EXTRAIT:
_ _ _ _ _

Tom Tirabosco donne vie à des baleines éphémères
Entre performance scénique et concert dessiné, l'auteur genevois crée en direct de grandes fresques au côté du rappeur Jonas et du musicien Gabriel Scotti.

Filmée par une caméra surplombant sa table à dessin, la main droite de Tom Tirabosco file à toute allure sur une grande feuille de papier blanc. Un coup de pinceau, un autre, un trait de pastel: de l'illustration fluide et changeante esquissée à l'instant émerge la forme d'une baleine. Qui se déforme, se dérobe et disparaît bientôt, recouverte par de nouvelles figures, parfois abstraites, parfois figuratives. Envoûtante, assez éloignée de sa pratique habituelle, la performance du bédéaste genevois s'intègre dans un projet multidisciplinaire à découvrir au Théâtre de l'Orangerie, de mardi à samedi. Entre performance scénique et concert dessiné, «Toujours nous chérirons votre mémoire» mêle la musique et les mots aux images.

_ _ _ _ _

DONNÉES FOURNIES:
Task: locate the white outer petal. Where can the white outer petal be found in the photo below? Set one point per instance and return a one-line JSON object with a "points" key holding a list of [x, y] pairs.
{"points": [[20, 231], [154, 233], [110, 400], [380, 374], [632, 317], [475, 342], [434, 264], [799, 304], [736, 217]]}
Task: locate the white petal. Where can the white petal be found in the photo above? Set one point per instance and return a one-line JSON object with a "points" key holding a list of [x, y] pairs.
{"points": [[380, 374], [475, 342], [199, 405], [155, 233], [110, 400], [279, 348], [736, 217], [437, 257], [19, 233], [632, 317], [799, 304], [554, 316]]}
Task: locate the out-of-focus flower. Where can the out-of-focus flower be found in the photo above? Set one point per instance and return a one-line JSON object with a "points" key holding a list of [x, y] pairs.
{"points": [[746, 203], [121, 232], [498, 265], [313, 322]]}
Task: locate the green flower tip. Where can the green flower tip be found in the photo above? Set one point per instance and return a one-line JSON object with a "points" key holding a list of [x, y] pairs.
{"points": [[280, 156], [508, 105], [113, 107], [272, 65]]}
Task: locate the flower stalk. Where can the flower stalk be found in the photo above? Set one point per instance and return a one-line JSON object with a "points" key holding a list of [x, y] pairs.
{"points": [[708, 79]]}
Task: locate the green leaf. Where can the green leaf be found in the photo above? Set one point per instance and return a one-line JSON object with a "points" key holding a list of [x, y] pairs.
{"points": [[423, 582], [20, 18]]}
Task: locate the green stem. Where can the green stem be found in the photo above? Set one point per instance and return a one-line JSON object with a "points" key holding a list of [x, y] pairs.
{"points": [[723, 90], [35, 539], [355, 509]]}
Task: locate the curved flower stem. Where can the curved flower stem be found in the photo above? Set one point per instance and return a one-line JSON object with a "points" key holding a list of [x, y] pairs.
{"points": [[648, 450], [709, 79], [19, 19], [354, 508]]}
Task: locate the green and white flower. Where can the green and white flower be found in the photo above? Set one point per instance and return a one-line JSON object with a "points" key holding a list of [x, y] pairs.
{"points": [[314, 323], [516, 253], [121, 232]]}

_ _ _ _ _

CONSIGNE 1:
Répondez à ces questions sur l'article.
(a) Qu'est-ce qui filme la main de Tom Tirabosco ?
(b) Quelle forme émerge de l'illustration esquissée à l'instant ?
(c) Aux côtés de quels artistes l'auteur genevois crée-t-il ses fresques ?
CONSIGNE 2:
Dans l'article, recopiez tout ce qui va de «Tom Tirabosco donne» jusqu'à «musicien Gabriel Scotti.», en substituant «chanteur» à «rappeur».
CONSIGNE 3:
Ces affirmations concordent-elles avec l'article ?
(a) La performance est proche de la pratique habituelle de l'auteur.
(b) Tom Tirabosco dessine de la main gauche.
(c) Le projet est présenté au Théâtre de l'Orangerie.
Ces données proviennent d'une autre source que l'article.

CORRIGÉ 1:
(a) Une caméra surplombant sa table à dessin.
(b) La forme d'une baleine.
(c) Le rappeur Jonas et le musicien Gabriel Scotti.

CORRIGÉ 2:
Tom Tirabosco donne vie à des baleines éphémères
Entre performance scénique et concert dessiné, l'auteur genevois crée en direct de grandes fresques au côté du chanteur Jonas et du musicien Gabriel Scotti.

CORRIGÉ 3:
(a) Non : «assez éloignée de sa pratique habituelle».
(b) Non : «la main droite de Tom Tirabosco file à toute allure».
(c) Oui : «un projet multidisciplinaire à découvrir au Théâtre de l'Orangerie».